Some preliminary demystification

1.5 There is no writing cop

We hope by now you are beginning to feel less daunted by the task ahead; that you are beginning to understand that a lot of the magic is achieved by hard work using working methods that you too can employ. If there is a secret to writing it is, perhaps, that there is no secret, just ordinary people with talent in varying degrees married to a great deal of determination.

Very often, the finest writing emerges unexpectedly as part of the process of writing. Not intended, it can be the result of happy discovery, the result of chance or serendipity. The trick is to make use of whatever comes your way and make the serendipity look intentional. Consider the following allegory of novel-writing which elucidates this principle:

Imagine your novel as a voyage to Australia. You acquire a ship and hire a crew; you spend months in port tarring and caulking and provisioning; and then finally, one day, you set sail. During the voyage, some of the crew swap jobs; some are promoted; some are born; and some are thrown overboard. The ship steers a wayward course, beset by typhoons and sea monsters. After countless months of hardship you land on the shores of a beautiful, honey-dripping paradise. It is wonderful and it is called ... Brazil. OK, it’s a long way from Australia, but it seems just as nice. So now you go back and rewrite the ship’s log and make it seem that you always intended sailing to Brazil. That is how you write a novel.

Task instructions
(A) Retype the passage on writing, beginning at the words "Imagine your novel" and stopping after "write a novel.".
(B) Continue the passage on writing from where it stops.
None of the material is needed.

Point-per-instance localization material
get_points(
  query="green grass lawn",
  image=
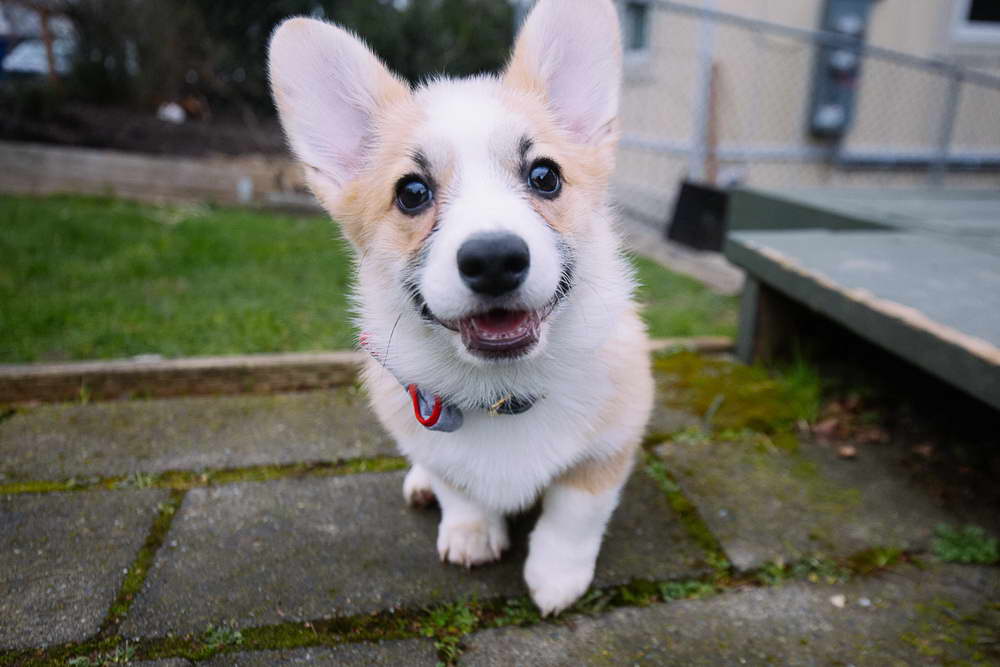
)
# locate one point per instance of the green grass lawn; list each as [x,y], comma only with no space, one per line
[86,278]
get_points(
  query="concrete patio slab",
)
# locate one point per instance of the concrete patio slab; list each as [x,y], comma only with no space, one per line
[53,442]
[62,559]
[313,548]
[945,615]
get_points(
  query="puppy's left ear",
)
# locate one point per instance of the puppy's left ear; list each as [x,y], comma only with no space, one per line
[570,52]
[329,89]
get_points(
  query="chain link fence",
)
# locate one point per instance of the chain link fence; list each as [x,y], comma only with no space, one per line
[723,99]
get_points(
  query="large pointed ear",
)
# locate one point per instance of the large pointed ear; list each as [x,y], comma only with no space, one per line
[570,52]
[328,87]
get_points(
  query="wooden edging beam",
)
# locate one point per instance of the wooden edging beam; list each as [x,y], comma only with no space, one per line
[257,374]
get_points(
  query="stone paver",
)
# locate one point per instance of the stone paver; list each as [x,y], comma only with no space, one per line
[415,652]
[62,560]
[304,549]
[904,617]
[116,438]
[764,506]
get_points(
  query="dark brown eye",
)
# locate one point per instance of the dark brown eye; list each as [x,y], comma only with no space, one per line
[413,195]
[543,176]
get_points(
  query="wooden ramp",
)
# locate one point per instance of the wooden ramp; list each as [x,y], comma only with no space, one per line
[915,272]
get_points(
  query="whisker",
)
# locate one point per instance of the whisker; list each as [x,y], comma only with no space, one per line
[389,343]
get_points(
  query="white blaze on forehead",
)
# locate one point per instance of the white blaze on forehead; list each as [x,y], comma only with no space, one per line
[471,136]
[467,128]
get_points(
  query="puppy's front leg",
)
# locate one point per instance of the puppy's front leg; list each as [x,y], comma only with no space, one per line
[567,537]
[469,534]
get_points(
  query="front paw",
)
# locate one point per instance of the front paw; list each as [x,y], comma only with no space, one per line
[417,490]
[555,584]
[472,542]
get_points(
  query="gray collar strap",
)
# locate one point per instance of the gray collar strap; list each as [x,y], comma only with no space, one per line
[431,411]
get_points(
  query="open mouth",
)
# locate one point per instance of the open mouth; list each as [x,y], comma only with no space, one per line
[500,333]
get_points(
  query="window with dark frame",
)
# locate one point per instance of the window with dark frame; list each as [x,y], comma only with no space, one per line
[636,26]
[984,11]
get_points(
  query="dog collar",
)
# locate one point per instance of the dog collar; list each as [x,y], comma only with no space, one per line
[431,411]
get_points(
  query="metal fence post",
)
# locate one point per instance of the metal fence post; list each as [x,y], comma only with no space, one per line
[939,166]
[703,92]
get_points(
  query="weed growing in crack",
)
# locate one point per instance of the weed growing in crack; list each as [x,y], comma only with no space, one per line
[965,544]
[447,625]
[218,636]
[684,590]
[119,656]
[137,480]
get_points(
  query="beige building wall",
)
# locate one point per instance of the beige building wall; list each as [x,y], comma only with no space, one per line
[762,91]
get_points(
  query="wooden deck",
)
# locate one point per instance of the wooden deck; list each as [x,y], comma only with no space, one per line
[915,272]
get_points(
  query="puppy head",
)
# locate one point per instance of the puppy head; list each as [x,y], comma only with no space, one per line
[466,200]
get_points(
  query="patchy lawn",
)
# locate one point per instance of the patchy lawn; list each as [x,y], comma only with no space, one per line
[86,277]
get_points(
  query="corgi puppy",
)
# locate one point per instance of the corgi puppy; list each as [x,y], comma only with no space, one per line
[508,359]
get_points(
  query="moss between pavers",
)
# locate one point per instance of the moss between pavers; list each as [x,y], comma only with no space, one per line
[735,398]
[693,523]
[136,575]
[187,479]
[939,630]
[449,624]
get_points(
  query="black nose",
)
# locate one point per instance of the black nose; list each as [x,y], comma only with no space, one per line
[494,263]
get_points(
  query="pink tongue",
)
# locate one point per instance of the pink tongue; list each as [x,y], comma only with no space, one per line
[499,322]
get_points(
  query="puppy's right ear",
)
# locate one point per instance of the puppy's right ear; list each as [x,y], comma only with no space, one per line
* * *
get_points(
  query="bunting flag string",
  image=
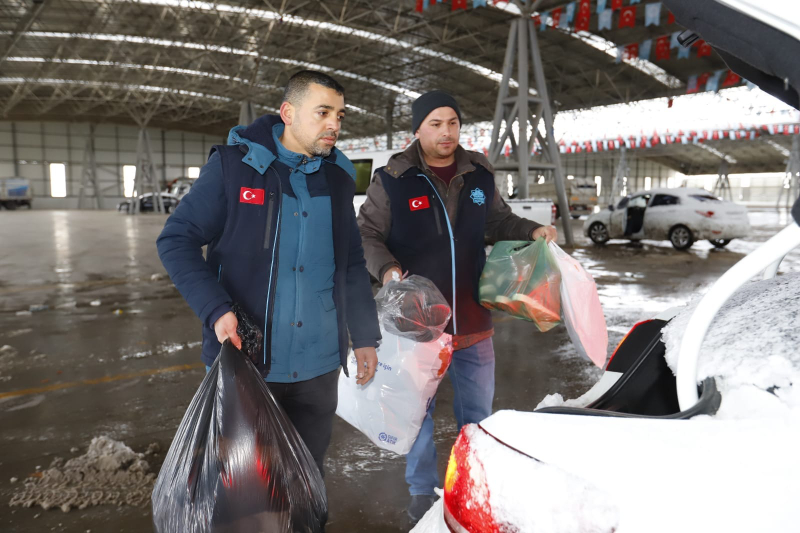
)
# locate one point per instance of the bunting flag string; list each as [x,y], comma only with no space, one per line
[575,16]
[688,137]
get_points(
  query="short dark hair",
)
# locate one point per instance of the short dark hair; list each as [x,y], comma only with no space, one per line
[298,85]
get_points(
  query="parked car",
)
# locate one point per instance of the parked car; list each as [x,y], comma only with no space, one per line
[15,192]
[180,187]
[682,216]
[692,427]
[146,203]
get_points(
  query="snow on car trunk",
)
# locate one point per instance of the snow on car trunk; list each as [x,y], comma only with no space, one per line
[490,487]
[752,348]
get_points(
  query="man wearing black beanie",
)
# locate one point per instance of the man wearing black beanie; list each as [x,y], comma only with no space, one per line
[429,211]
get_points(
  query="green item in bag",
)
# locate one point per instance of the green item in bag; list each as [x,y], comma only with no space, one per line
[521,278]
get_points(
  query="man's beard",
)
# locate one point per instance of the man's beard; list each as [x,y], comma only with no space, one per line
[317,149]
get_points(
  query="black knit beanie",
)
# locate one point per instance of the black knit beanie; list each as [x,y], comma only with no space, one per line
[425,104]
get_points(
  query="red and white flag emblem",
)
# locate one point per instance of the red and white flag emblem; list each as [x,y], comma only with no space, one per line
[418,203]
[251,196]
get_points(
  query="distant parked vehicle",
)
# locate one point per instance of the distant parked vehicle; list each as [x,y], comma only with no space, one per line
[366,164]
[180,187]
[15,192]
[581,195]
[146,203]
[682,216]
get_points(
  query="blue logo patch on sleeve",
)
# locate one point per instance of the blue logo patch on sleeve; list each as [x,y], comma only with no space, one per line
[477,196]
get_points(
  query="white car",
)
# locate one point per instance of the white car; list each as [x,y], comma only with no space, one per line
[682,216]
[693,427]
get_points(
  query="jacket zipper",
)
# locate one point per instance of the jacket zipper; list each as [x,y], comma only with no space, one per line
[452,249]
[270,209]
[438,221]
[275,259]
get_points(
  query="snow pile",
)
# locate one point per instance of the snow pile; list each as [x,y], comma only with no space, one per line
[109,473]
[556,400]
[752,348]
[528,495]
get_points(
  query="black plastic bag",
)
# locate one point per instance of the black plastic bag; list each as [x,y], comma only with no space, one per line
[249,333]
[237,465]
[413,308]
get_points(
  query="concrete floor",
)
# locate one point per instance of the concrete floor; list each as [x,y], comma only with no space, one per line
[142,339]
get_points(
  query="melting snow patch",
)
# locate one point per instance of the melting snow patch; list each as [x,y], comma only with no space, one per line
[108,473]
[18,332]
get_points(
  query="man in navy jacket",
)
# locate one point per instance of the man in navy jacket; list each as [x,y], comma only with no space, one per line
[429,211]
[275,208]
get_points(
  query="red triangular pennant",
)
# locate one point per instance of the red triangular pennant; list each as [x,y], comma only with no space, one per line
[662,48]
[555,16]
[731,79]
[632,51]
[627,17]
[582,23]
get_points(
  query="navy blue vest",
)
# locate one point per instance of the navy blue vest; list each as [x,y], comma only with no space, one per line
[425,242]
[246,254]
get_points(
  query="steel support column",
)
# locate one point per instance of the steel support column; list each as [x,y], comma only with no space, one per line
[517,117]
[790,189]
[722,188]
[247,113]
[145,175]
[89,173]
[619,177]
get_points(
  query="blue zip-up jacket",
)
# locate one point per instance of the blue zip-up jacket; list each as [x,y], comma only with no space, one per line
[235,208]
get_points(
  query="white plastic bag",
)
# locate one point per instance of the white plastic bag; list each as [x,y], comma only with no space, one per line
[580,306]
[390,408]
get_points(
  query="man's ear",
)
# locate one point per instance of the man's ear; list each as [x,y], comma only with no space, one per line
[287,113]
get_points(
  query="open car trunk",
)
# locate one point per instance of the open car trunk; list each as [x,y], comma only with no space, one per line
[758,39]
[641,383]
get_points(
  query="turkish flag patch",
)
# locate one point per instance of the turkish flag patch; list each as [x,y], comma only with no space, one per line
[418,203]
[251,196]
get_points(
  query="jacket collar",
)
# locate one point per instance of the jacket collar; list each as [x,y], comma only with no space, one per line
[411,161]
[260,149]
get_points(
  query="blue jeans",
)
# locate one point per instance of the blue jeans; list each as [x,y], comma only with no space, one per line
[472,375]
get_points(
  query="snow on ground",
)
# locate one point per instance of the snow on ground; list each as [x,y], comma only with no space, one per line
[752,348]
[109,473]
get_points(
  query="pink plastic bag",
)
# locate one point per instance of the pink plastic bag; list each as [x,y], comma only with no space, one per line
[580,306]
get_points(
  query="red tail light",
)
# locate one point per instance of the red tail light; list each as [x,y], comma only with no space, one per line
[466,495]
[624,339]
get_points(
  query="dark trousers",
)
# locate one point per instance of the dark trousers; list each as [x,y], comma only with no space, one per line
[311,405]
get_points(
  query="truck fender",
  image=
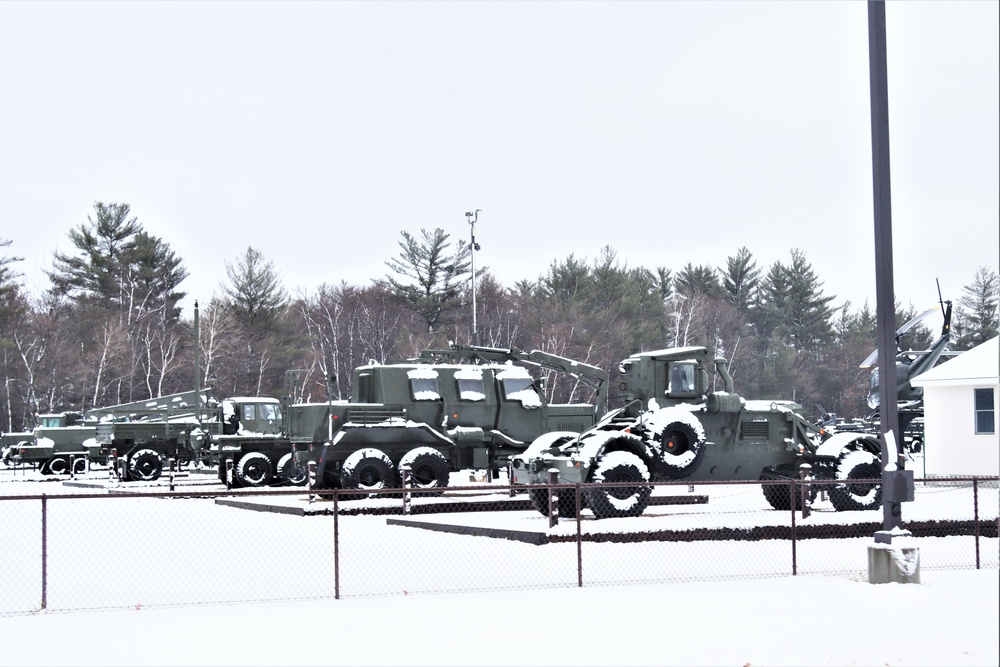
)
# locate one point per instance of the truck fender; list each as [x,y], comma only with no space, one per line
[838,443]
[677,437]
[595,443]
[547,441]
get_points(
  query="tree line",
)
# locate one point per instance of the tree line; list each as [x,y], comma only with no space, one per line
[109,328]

Responses in order
(A)
Imagine your novel as a voyage to Australia. You acquire a ship and hire a crew; you spend months in port tarring and caulking and provisioning; and then finally, one day, you set sail. During the voyage, some of the crew swap jobs; some are promoted; some are born; and some are thrown overboard. The ship steers a wayward course, beset by typhoons and sea monsters. After countless months of hardship you land on the shores of a beautiful, honey-dripping paradise. It is wonderful and it is called ... Brazil. OK, it’s a long way from Australia, but it seems just as nice. So now you go back and rewrite the ship’s log and make it seem that you always intended sailing to Brazil. That is how you write a novel.

(B)
Yes, writers may look like Olympians from afar, but their waste-paper bins tell a different story.

Group activity: Serendipity

For this exercise we would like you to search around novels you own or in Project Gutenberg and choose a short passage from a novel. It can be any novel you like. Next, choose a news item from the newspaper or any current source of news. Then rewrite the passage from the novel to incorporate the news item as seamlessly as you can.

Once you are happy with the result, post it to the Serendipity forum. See if you can guess from the other students which snippet of news they added to their chosen passage.

To give you an idea, here is a passage from Moby Dick that we have changed. It has been rewritten to incorporate the gist of a newspaper article about the benefits of Omega 3 fish oils for children.

Certain I am, however, that a king's head is solemnly oiled at his coronation, even as a head of salad. Can it be, though, that they anoint it with a view of making its interior run well, as they anoint machinery? Much might be ruminated here, concerning the essential dignity of this regal process, because in common life we esteem but meanly and contemptibly a fellow who anoints his hair, and palpably smells of that anointing. In truth, a mature man who uses hair-oil has probably got a quoggy spot in him, unless the oil be taken medicinally to improve his brains, or administered to the diet of his children for the same purpose, in accordance with directives laid down by the wise Hippocrates.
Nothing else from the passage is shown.